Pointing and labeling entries
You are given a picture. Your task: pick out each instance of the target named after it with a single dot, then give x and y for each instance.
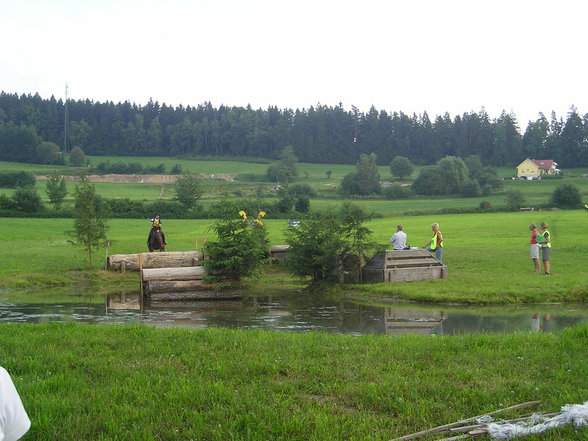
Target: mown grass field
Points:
(115, 383)
(537, 193)
(487, 255)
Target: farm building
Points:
(535, 168)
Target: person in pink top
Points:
(535, 247)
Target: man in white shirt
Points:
(399, 239)
(14, 421)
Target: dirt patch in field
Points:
(141, 179)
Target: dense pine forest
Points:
(319, 134)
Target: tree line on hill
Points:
(319, 134)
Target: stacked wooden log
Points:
(185, 283)
(133, 262)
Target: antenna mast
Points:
(66, 118)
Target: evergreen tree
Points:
(56, 189)
(368, 176)
(77, 158)
(90, 224)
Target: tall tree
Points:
(56, 189)
(90, 225)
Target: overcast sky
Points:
(521, 56)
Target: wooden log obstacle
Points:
(130, 262)
(403, 266)
(182, 284)
(172, 276)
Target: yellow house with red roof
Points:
(535, 168)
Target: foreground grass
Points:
(140, 383)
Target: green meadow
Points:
(133, 382)
(487, 256)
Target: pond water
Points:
(300, 312)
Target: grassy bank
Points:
(139, 383)
(487, 256)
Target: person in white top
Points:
(14, 421)
(399, 239)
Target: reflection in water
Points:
(301, 312)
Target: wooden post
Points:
(140, 275)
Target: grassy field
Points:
(487, 255)
(139, 383)
(120, 383)
(537, 192)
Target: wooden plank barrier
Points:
(403, 266)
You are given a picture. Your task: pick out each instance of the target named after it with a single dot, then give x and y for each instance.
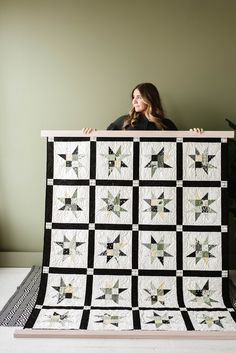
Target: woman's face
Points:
(138, 103)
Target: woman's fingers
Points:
(88, 130)
(197, 129)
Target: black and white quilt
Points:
(135, 235)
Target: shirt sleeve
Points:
(117, 124)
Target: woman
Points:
(146, 114)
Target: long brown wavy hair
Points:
(154, 111)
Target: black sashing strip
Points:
(89, 290)
(179, 205)
(156, 227)
(224, 206)
(33, 317)
(50, 159)
(233, 315)
(135, 209)
(84, 320)
(203, 184)
(134, 291)
(187, 321)
(157, 273)
(136, 161)
(93, 153)
(179, 161)
(68, 270)
(123, 139)
(157, 139)
(179, 290)
(70, 182)
(203, 229)
(70, 225)
(157, 183)
(47, 247)
(112, 272)
(225, 292)
(201, 139)
(71, 139)
(92, 204)
(136, 320)
(134, 250)
(111, 182)
(179, 250)
(225, 251)
(202, 273)
(42, 289)
(113, 226)
(91, 249)
(224, 161)
(48, 205)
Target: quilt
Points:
(135, 235)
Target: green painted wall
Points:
(69, 64)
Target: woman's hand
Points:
(88, 130)
(197, 129)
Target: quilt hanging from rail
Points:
(135, 235)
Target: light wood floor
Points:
(10, 278)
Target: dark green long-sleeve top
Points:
(142, 124)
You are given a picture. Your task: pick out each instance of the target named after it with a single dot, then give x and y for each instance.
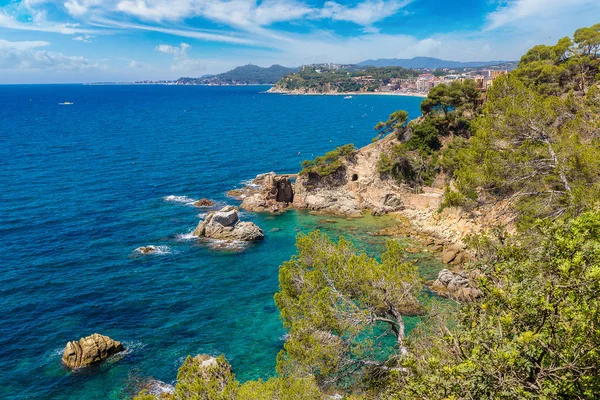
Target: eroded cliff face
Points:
(358, 186)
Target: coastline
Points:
(421, 95)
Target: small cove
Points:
(88, 184)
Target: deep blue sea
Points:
(83, 185)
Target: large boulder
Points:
(226, 225)
(453, 254)
(459, 286)
(268, 192)
(204, 203)
(90, 350)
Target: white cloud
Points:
(84, 38)
(248, 13)
(176, 51)
(157, 10)
(10, 22)
(27, 56)
(366, 13)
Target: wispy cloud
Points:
(518, 10)
(27, 55)
(366, 13)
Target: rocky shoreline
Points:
(297, 92)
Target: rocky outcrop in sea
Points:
(458, 286)
(225, 224)
(268, 193)
(90, 350)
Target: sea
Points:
(82, 185)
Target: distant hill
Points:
(244, 75)
(429, 62)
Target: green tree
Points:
(395, 123)
(344, 311)
(457, 96)
(205, 378)
(534, 151)
(281, 389)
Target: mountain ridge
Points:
(428, 62)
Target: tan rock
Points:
(204, 203)
(225, 225)
(90, 350)
(458, 286)
(268, 193)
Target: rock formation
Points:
(357, 185)
(204, 203)
(453, 254)
(268, 193)
(459, 286)
(225, 224)
(90, 350)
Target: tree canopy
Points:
(344, 311)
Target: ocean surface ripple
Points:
(84, 185)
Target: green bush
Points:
(329, 163)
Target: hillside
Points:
(319, 79)
(524, 323)
(245, 75)
(431, 63)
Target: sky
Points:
(61, 41)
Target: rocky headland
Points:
(357, 187)
(267, 193)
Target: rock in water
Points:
(269, 193)
(456, 286)
(226, 225)
(204, 203)
(90, 350)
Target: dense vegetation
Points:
(324, 80)
(329, 163)
(448, 112)
(246, 75)
(534, 333)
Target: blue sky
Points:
(98, 40)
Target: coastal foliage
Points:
(207, 378)
(540, 152)
(571, 64)
(344, 311)
(456, 97)
(448, 112)
(534, 333)
(329, 163)
(395, 123)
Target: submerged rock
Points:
(225, 225)
(146, 249)
(204, 203)
(268, 193)
(150, 249)
(90, 350)
(458, 286)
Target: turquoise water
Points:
(83, 185)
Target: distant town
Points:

* [Stated exercise]
Your task is an exact transcription of all the data, minus the pictures.

* [Response for this exercise]
You are given a picture. Your task: pick out each instance of the target named after it with a single dot, then give x and y for each instance.
Target: mown grass field
Points:
(115, 383)
(537, 193)
(487, 255)
Target: farm building
Points:
(535, 168)
Target: person in pink top
Points:
(535, 247)
Target: man in white shirt
Points:
(399, 239)
(14, 421)
Target: dirt patch in field
Points:
(141, 179)
Target: dense pine forest
Points:
(319, 134)
Target: tree line on hill
Points:
(319, 134)
Target: stacked wooden log
Points:
(185, 283)
(133, 262)
Target: antenna mast
Points:
(66, 118)
Target: evergreen tree
Points:
(56, 189)
(368, 176)
(77, 158)
(90, 224)
Target: tall tree
Points:
(56, 189)
(90, 225)
Target: overcast sky
Points:
(521, 56)
Target: wooden log obstacle
Points:
(130, 262)
(403, 266)
(182, 284)
(172, 276)
Target: yellow house with red roof
Points:
(535, 168)
Target: foreground grass
Points:
(140, 383)
Target: green meadow
Points:
(133, 382)
(487, 256)
Target: pond water
Points:
(300, 312)
Target: grassy bank
Points:
(139, 383)
(487, 256)
Target: person in white top
Points:
(14, 421)
(399, 239)
Target: reflection in water
Points:
(301, 312)
Target: wooden post
Points:
(140, 275)
Target: grassy field
Points:
(487, 255)
(139, 383)
(120, 383)
(537, 192)
Target: wooden plank barrier
Points:
(403, 266)
You are given a picture. Your task: pick out each instance of the target named after it with a single dot, then give x and y for each instance.
Target: woman's face
Points:
(138, 103)
Target: woman's fingers
Points:
(88, 130)
(197, 129)
Target: black and white quilt
Points:
(135, 235)
Target: shirt sleeve
Points:
(117, 124)
Target: woman
Points:
(146, 114)
Target: long brown wavy hair
Points:
(154, 111)
Target: black sashing strip
Points:
(89, 290)
(179, 205)
(156, 227)
(224, 206)
(33, 317)
(50, 159)
(233, 315)
(135, 209)
(84, 320)
(203, 184)
(134, 291)
(187, 321)
(157, 273)
(136, 161)
(93, 153)
(179, 161)
(68, 270)
(123, 139)
(157, 139)
(179, 290)
(70, 182)
(203, 229)
(70, 225)
(157, 183)
(47, 247)
(112, 272)
(225, 292)
(201, 139)
(71, 139)
(92, 204)
(136, 320)
(134, 250)
(111, 182)
(179, 250)
(225, 251)
(202, 273)
(42, 289)
(113, 226)
(91, 249)
(224, 161)
(48, 205)
Target: quilt
Points:
(135, 235)
Target: green painted wall
Points:
(69, 64)
Target: woman's hand
Points:
(88, 130)
(197, 129)
Target: quilt hanging from rail
Points:
(135, 235)
Target: light wood floor
Points:
(10, 278)
Target: dark green long-sleeve top
Points:
(142, 124)
You are given a picture. Your task: pick out each instance of the target named after it with a single dot, then give x and y for each instance.
Target: eroded cliff face
Points:
(358, 186)
Target: coastline
Points:
(421, 95)
Target: small cove
Points:
(88, 184)
Target: deep blue sea
Points:
(83, 185)
Target: large boulder
Points:
(226, 225)
(453, 254)
(459, 286)
(268, 192)
(204, 203)
(90, 350)
Target: white cloud
Points:
(84, 38)
(248, 13)
(176, 51)
(157, 10)
(10, 22)
(27, 56)
(366, 13)
Target: wispy cloud
Points:
(518, 10)
(27, 55)
(366, 13)
Target: rocky shoreline
Points:
(297, 92)
Target: rocky outcrop in sea
Points:
(458, 286)
(225, 224)
(268, 193)
(90, 350)
Target: sea
Points:
(82, 185)
Target: distant hill
Points:
(244, 75)
(429, 62)
Target: green tree
Points:
(395, 123)
(344, 311)
(457, 96)
(205, 378)
(534, 151)
(281, 389)
Target: mountain ridge
Points:
(428, 62)
Target: tan rock
Points:
(204, 203)
(225, 225)
(90, 350)
(458, 286)
(268, 193)
Target: rock formation
Points:
(357, 185)
(204, 203)
(453, 254)
(268, 193)
(459, 286)
(225, 224)
(90, 350)
Target: tree canopy
Points:
(344, 311)
Target: ocean surface ripple
Points:
(84, 185)
Target: green bush
Points:
(329, 163)
Target: hillside
Points:
(319, 79)
(524, 323)
(245, 75)
(431, 63)
Target: sky
Points:
(61, 41)
Target: rocky headland
Points:
(357, 187)
(267, 193)
Target: rock in water
Points:
(269, 193)
(456, 286)
(226, 225)
(204, 203)
(90, 350)
Target: dense vegetation
Points:
(324, 80)
(329, 163)
(448, 112)
(246, 75)
(534, 333)
Target: blue sky
Points:
(98, 40)
Target: coastal foliage
Points:
(207, 378)
(540, 152)
(571, 64)
(344, 311)
(456, 97)
(448, 112)
(534, 333)
(329, 163)
(395, 123)
Target: submerged rock
Points:
(225, 225)
(146, 249)
(204, 203)
(268, 193)
(150, 249)
(90, 350)
(458, 286)
Target: turquoise water
Points:
(83, 185)
Target: distant town
Points:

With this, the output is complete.